Select each line below that contains the string "white" and copy those lines unchanged.
=== INFORMATION PROVIDED ===
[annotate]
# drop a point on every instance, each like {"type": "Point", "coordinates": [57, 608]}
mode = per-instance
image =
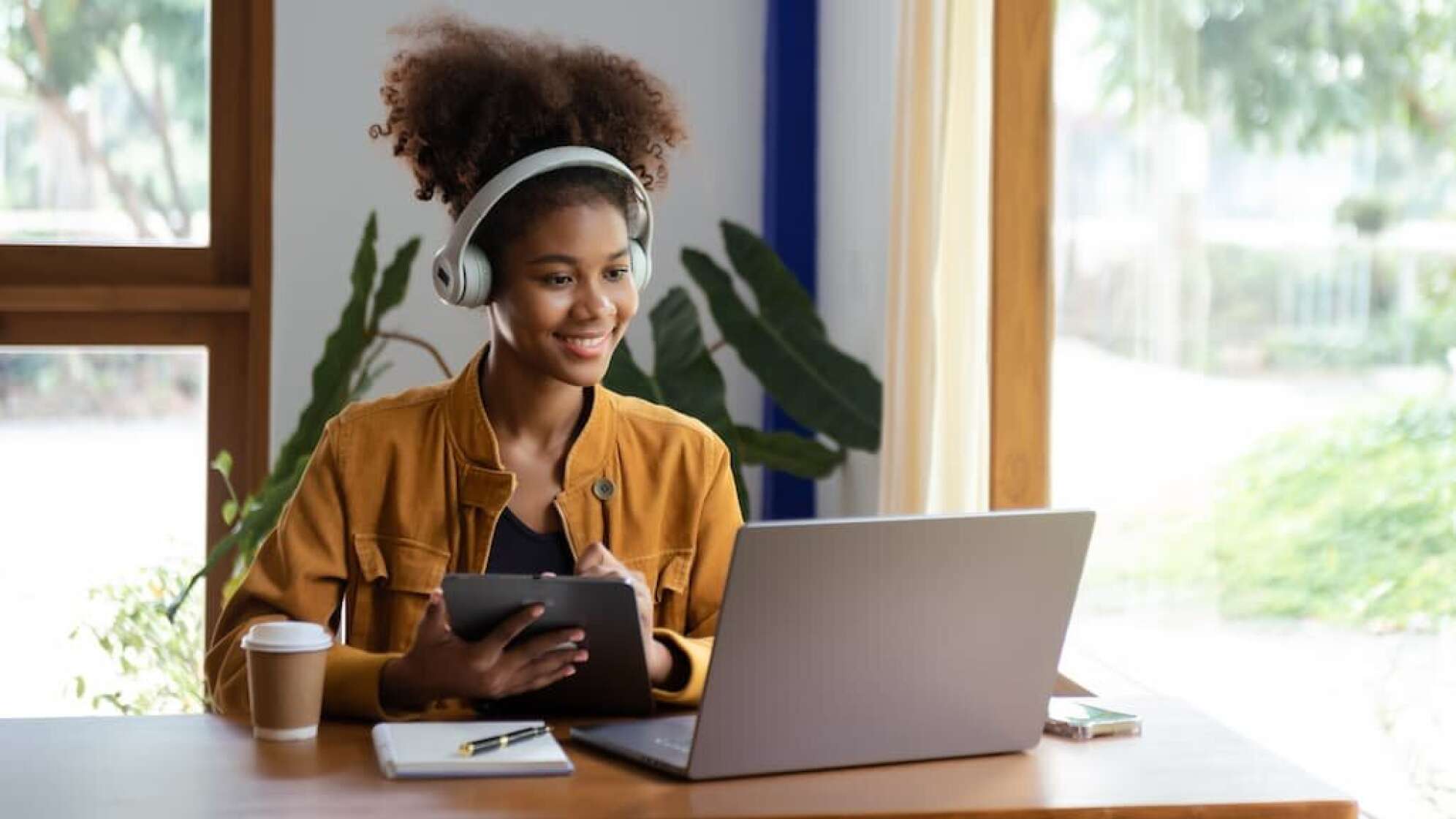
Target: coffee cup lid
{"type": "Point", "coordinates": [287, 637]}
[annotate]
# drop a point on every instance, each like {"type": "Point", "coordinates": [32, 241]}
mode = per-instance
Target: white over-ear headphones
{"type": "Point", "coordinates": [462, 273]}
===
=== INFORMATION PROVIDED ===
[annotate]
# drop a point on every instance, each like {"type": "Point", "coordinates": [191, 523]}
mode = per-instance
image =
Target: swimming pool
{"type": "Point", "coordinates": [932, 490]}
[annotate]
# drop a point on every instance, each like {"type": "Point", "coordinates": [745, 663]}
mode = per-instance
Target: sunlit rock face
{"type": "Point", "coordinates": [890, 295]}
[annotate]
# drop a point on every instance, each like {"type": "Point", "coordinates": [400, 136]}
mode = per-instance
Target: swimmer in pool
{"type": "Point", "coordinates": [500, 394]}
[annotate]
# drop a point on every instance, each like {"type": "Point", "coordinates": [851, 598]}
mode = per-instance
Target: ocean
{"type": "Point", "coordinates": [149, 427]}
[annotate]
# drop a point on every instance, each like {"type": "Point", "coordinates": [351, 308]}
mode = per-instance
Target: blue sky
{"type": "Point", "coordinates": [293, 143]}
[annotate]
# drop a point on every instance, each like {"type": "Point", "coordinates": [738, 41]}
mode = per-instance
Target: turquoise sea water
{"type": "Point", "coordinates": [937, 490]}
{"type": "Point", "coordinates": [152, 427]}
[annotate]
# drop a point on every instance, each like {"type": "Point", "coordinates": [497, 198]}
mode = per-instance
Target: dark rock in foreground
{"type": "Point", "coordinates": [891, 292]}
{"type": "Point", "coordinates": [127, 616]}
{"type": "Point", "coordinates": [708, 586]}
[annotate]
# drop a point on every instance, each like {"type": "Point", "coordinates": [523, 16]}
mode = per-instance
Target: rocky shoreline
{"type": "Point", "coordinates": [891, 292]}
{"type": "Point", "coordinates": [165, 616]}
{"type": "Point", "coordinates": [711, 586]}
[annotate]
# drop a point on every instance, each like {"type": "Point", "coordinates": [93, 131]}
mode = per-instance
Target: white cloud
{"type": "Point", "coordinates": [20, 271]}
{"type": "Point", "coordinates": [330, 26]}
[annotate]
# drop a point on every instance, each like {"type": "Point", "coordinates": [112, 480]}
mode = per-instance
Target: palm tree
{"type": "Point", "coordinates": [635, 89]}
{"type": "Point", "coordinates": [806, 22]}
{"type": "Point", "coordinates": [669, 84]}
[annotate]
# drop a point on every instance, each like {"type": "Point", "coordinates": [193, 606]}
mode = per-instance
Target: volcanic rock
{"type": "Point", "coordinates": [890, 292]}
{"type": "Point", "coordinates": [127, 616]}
===
* **EXERCISE RESULT**
Target: white over-ear headphones
Target: white cloud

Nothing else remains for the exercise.